Data excerpts:
/---

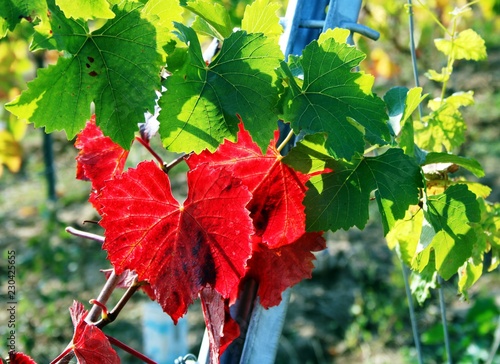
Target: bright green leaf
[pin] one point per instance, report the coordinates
(162, 14)
(202, 103)
(421, 283)
(116, 67)
(10, 152)
(476, 188)
(213, 19)
(468, 274)
(468, 163)
(466, 45)
(405, 234)
(451, 215)
(260, 17)
(340, 199)
(330, 93)
(12, 12)
(401, 103)
(445, 126)
(340, 35)
(440, 77)
(85, 9)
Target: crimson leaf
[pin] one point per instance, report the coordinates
(222, 329)
(89, 343)
(19, 358)
(278, 190)
(99, 159)
(178, 248)
(277, 269)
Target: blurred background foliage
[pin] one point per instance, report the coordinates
(354, 309)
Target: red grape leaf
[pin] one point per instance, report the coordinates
(178, 248)
(277, 269)
(127, 278)
(222, 329)
(19, 358)
(99, 159)
(89, 344)
(278, 190)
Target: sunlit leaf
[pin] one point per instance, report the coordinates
(116, 67)
(451, 234)
(213, 19)
(466, 45)
(340, 199)
(470, 164)
(10, 152)
(201, 105)
(260, 17)
(85, 9)
(445, 126)
(333, 99)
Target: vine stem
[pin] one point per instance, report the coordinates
(150, 150)
(130, 350)
(113, 314)
(411, 308)
(285, 141)
(413, 54)
(442, 307)
(415, 73)
(84, 234)
(62, 357)
(433, 17)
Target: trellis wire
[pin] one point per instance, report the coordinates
(442, 305)
(411, 308)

\---

REQUIRED ACTION: From first line to last, return the records verbatim without their pictures.

RESULT:
Target: bright green leaf
[pin] one point per instance, report the coordinates
(162, 14)
(202, 103)
(421, 283)
(116, 67)
(10, 152)
(476, 188)
(213, 19)
(468, 274)
(468, 163)
(466, 45)
(405, 234)
(451, 215)
(260, 17)
(340, 199)
(330, 93)
(12, 12)
(401, 103)
(445, 126)
(340, 35)
(440, 77)
(85, 9)
Target: crimson leaf
[pin] one point per instance, report the coordinates
(222, 329)
(89, 343)
(19, 358)
(278, 190)
(99, 159)
(178, 248)
(277, 269)
Target: blurred background foliage
[pin] one point per instance, report the coordinates
(354, 309)
Target: red grape leaf
[pin] one point per instance, report the coordinates
(178, 248)
(277, 269)
(127, 278)
(222, 329)
(19, 358)
(99, 159)
(89, 344)
(278, 190)
Target: sunlit leaf
[pin] one point per instance, report the coordinates
(116, 67)
(451, 234)
(213, 19)
(466, 45)
(340, 199)
(470, 164)
(10, 152)
(201, 105)
(260, 17)
(85, 9)
(445, 126)
(333, 99)
Target: vine stem
[pin] one point per instance, report the coordinates
(150, 150)
(130, 350)
(113, 314)
(411, 308)
(285, 141)
(413, 54)
(442, 307)
(415, 73)
(84, 234)
(62, 357)
(433, 17)
Target: trellis wire
[pin] one point per instance, report the coordinates
(442, 305)
(411, 308)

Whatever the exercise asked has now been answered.